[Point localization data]
########
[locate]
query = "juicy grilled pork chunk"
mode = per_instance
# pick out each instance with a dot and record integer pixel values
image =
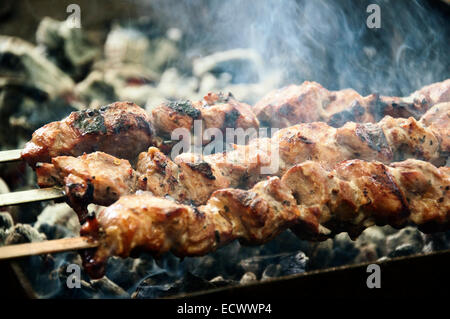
(97, 178)
(315, 202)
(310, 102)
(193, 177)
(220, 111)
(121, 129)
(438, 120)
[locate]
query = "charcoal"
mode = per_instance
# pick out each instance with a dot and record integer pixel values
(121, 272)
(54, 231)
(373, 235)
(436, 242)
(404, 250)
(23, 65)
(3, 236)
(248, 278)
(33, 90)
(59, 215)
(409, 235)
(23, 233)
(219, 281)
(108, 288)
(321, 254)
(68, 47)
(345, 250)
(4, 189)
(367, 252)
(6, 221)
(246, 61)
(162, 284)
(130, 46)
(285, 263)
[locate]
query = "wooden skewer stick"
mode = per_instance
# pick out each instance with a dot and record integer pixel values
(34, 195)
(10, 156)
(46, 247)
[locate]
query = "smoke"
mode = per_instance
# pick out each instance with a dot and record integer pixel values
(324, 41)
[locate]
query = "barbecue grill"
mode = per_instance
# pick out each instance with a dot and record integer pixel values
(393, 128)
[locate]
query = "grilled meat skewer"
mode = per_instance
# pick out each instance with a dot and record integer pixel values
(219, 111)
(193, 177)
(310, 102)
(316, 202)
(101, 178)
(123, 129)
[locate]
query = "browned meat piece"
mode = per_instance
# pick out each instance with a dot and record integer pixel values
(310, 102)
(317, 203)
(438, 120)
(193, 178)
(215, 111)
(121, 129)
(97, 178)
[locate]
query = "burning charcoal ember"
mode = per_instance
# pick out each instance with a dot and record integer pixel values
(406, 241)
(108, 288)
(69, 47)
(23, 233)
(248, 278)
(59, 215)
(276, 265)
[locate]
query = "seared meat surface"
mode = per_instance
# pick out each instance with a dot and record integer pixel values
(121, 129)
(310, 102)
(193, 177)
(97, 178)
(219, 111)
(438, 120)
(316, 202)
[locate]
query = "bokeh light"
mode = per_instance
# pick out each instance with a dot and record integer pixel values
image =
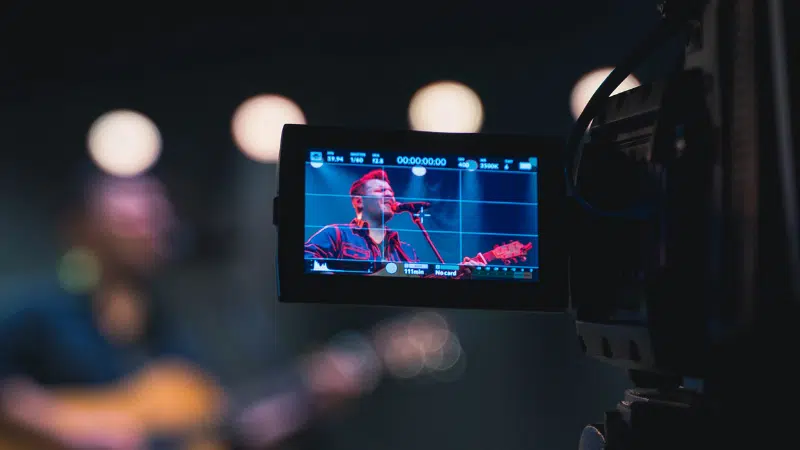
(258, 123)
(124, 143)
(446, 106)
(586, 87)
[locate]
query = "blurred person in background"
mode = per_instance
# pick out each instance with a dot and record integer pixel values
(102, 366)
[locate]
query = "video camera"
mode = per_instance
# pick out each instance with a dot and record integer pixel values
(666, 222)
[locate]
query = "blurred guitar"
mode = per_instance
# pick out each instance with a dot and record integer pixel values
(508, 253)
(174, 402)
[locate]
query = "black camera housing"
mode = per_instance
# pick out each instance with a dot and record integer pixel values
(549, 294)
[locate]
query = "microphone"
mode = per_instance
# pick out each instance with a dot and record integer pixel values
(410, 207)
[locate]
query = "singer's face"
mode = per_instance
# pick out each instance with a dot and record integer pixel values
(378, 199)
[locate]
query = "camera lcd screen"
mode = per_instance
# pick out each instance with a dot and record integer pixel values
(421, 215)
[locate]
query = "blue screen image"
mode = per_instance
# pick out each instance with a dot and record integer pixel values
(379, 213)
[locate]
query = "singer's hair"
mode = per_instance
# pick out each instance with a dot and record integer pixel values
(357, 188)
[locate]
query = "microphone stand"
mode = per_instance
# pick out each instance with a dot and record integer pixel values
(417, 219)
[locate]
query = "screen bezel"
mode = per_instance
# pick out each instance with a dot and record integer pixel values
(296, 286)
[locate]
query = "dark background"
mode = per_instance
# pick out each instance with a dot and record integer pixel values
(458, 229)
(526, 385)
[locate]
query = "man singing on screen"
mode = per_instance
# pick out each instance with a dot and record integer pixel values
(367, 237)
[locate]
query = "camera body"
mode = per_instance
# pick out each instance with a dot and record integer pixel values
(666, 224)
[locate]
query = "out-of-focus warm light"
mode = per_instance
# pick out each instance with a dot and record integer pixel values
(258, 124)
(79, 270)
(124, 143)
(588, 84)
(446, 106)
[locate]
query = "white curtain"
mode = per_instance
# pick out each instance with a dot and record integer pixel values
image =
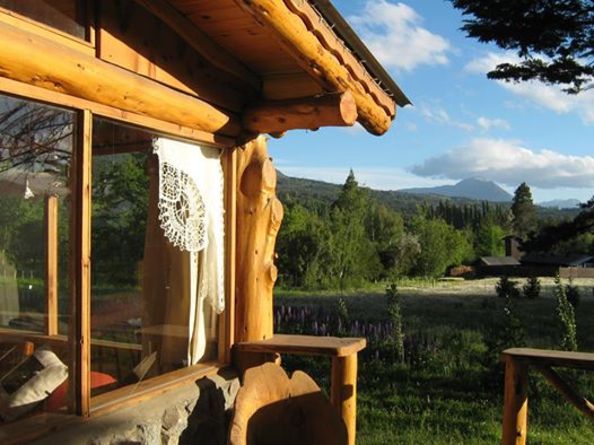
(191, 214)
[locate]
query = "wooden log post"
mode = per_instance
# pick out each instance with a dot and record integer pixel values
(515, 405)
(343, 392)
(51, 265)
(310, 113)
(318, 51)
(259, 215)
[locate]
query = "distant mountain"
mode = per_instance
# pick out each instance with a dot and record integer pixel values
(313, 194)
(561, 203)
(308, 192)
(472, 188)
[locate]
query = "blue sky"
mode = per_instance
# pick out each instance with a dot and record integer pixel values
(461, 124)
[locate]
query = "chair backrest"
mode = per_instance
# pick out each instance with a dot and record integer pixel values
(271, 408)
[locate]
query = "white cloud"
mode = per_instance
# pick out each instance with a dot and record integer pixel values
(486, 124)
(379, 178)
(393, 33)
(510, 163)
(547, 96)
(437, 115)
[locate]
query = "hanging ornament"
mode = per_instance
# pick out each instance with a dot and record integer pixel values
(28, 192)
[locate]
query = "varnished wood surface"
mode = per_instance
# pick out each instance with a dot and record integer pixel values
(259, 215)
(60, 69)
(51, 265)
(305, 345)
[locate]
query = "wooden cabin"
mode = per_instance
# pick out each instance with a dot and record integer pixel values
(138, 213)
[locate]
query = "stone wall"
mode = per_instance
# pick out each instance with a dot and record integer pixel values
(195, 414)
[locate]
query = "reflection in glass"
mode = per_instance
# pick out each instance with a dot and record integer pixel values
(65, 15)
(140, 281)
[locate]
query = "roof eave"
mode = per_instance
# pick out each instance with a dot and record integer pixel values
(355, 44)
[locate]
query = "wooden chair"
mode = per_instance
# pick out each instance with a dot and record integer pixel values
(272, 408)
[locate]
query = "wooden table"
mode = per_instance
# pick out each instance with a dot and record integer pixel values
(518, 361)
(342, 351)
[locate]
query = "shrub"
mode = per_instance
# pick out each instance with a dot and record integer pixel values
(506, 332)
(395, 313)
(505, 288)
(343, 319)
(573, 293)
(531, 289)
(566, 316)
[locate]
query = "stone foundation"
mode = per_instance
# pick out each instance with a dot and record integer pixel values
(194, 414)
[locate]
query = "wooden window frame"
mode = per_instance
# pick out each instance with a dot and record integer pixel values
(79, 340)
(29, 24)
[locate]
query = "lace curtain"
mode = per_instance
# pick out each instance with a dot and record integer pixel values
(191, 215)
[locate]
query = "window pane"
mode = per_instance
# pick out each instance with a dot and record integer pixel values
(65, 15)
(36, 142)
(141, 282)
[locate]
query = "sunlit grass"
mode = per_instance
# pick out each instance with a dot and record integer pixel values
(445, 393)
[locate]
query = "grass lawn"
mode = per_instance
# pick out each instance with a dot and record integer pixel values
(449, 388)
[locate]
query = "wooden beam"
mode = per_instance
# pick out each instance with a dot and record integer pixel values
(227, 319)
(310, 113)
(289, 86)
(259, 215)
(198, 40)
(331, 66)
(51, 265)
(79, 332)
(10, 86)
(32, 59)
(545, 357)
(580, 403)
(515, 404)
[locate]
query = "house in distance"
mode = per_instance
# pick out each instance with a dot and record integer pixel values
(137, 254)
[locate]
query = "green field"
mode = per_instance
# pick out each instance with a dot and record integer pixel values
(449, 388)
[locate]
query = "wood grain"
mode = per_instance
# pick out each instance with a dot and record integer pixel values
(61, 69)
(309, 113)
(305, 345)
(51, 265)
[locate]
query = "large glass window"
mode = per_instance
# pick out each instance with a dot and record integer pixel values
(36, 143)
(65, 15)
(147, 310)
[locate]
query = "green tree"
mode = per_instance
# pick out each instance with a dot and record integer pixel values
(303, 248)
(566, 317)
(553, 38)
(553, 236)
(523, 211)
(441, 246)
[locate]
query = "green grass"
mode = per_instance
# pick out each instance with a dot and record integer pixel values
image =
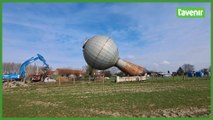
(163, 97)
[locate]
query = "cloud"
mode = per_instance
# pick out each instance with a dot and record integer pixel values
(165, 62)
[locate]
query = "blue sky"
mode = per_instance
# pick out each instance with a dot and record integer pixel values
(147, 34)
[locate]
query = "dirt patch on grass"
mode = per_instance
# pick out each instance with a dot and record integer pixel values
(42, 103)
(107, 113)
(177, 112)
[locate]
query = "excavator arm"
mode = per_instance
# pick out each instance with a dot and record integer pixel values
(22, 69)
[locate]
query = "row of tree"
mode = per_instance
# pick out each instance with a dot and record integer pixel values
(186, 68)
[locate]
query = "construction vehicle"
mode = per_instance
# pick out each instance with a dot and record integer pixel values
(21, 74)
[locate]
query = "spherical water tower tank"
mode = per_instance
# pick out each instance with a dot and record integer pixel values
(100, 52)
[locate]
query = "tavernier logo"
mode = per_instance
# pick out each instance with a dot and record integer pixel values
(187, 12)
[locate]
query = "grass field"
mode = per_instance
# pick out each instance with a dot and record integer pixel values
(151, 98)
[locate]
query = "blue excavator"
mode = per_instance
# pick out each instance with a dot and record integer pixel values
(21, 74)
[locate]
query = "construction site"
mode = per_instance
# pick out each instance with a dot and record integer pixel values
(95, 92)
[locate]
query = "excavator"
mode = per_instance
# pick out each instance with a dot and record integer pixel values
(22, 73)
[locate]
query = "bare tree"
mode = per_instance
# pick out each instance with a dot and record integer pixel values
(180, 71)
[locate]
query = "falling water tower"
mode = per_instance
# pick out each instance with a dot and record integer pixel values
(100, 52)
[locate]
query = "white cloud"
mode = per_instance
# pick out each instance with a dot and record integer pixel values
(165, 62)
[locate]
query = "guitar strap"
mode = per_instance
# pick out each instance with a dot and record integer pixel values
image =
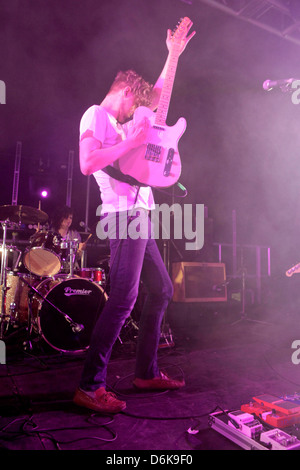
(118, 175)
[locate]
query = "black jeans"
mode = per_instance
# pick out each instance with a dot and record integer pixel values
(132, 260)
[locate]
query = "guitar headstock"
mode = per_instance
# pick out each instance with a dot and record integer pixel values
(181, 29)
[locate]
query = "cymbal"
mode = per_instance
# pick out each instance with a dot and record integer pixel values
(24, 214)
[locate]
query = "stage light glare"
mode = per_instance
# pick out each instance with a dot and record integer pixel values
(44, 193)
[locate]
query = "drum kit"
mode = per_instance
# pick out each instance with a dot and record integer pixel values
(58, 307)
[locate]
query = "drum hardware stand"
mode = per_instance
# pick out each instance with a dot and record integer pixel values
(244, 316)
(3, 281)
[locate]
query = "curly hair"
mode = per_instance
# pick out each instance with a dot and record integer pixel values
(141, 89)
(61, 213)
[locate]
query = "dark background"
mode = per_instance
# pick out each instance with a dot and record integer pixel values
(241, 149)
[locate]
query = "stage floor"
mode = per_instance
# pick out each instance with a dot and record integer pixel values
(224, 364)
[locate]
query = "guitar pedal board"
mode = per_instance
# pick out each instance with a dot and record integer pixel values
(248, 433)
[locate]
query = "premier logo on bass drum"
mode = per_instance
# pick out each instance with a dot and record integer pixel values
(69, 291)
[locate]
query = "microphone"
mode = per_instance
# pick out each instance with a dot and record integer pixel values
(283, 84)
(84, 225)
(76, 327)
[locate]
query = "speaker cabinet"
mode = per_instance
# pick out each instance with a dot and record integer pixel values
(199, 282)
########
§ **THE TASK**
Run a filter over the data above and keep each line that contains the word "tower".

§ **SOLVED EXERCISE**
query = "spherical water tower tank"
query = "falling water tower"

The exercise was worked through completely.